→ What you will do
Which lines of the rows below contain the word "Target" with the same capitalization? List each of those lines in full.

→ Entries supplied
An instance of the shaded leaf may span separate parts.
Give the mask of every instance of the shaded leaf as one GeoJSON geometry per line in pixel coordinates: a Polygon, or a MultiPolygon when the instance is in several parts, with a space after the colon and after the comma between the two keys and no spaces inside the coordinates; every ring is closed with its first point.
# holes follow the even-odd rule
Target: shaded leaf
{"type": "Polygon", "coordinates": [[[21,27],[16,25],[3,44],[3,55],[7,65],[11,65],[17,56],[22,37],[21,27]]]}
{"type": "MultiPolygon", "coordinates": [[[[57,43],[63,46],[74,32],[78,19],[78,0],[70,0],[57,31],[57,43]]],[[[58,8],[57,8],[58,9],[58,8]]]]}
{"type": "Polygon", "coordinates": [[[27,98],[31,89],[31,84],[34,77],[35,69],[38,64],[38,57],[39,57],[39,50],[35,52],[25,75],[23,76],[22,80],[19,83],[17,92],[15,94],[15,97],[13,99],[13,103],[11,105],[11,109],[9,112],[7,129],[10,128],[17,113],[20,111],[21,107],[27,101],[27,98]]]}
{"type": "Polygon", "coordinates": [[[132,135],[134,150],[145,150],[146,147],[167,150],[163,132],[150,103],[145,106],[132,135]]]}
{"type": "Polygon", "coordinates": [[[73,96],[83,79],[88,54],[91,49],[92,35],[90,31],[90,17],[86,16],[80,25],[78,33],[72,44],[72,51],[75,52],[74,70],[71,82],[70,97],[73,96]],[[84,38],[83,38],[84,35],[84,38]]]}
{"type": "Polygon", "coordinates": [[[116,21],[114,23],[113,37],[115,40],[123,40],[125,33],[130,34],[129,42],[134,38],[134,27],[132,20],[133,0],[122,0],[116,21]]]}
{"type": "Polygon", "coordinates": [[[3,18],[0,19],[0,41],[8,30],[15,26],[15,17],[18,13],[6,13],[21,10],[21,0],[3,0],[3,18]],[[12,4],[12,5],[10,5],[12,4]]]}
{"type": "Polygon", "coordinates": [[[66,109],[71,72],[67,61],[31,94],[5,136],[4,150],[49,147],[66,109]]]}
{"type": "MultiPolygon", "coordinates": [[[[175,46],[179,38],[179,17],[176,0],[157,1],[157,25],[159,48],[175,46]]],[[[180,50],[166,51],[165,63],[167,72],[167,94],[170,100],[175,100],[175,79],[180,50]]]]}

==

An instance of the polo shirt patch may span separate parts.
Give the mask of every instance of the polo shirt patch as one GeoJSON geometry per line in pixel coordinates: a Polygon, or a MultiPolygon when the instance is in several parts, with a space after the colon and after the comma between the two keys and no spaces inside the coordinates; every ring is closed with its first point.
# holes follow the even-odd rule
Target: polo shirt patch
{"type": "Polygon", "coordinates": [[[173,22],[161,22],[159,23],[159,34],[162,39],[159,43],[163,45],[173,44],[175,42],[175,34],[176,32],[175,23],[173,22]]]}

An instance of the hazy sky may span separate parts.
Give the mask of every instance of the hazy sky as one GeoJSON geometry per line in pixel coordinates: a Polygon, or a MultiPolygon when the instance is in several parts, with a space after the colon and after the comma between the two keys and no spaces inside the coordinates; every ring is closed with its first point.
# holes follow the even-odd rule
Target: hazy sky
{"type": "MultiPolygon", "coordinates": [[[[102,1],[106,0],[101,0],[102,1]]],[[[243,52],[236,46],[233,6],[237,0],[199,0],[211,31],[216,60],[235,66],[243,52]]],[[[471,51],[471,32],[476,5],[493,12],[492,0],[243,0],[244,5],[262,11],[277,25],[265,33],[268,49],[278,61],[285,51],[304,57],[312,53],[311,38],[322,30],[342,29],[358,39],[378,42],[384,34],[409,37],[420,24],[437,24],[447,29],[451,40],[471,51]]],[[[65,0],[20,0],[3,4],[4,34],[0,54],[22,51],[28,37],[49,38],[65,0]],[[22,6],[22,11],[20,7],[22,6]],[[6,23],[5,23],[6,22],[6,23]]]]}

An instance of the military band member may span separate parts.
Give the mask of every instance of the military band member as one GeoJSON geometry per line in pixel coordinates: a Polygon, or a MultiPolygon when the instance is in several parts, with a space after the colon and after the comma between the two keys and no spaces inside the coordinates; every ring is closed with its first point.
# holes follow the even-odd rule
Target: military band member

==

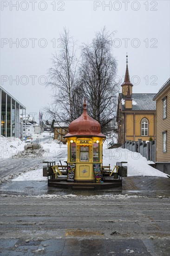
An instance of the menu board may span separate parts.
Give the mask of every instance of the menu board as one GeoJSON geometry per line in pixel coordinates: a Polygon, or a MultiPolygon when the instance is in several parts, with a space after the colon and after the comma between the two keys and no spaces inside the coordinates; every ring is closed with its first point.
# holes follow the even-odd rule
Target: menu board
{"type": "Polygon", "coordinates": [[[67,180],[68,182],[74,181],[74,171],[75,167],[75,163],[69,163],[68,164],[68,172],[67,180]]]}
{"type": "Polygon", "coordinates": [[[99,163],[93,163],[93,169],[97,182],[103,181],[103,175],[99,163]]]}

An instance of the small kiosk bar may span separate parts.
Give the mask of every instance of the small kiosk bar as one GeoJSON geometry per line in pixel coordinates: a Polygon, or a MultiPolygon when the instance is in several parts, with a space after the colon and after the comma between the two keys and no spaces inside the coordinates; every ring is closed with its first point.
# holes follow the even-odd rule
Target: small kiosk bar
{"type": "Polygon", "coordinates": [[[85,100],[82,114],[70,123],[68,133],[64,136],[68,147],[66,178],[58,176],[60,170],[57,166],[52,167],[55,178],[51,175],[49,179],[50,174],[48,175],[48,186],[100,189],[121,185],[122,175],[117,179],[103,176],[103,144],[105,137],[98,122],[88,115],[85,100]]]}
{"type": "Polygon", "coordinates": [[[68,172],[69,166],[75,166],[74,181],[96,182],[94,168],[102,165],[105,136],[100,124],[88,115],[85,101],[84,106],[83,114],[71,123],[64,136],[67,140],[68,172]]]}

→ Answer to the task
Target: shaded leaf
Target: polo shirt patch
Target: hazy sky
Target: military band member
Target: menu board
Target: small kiosk bar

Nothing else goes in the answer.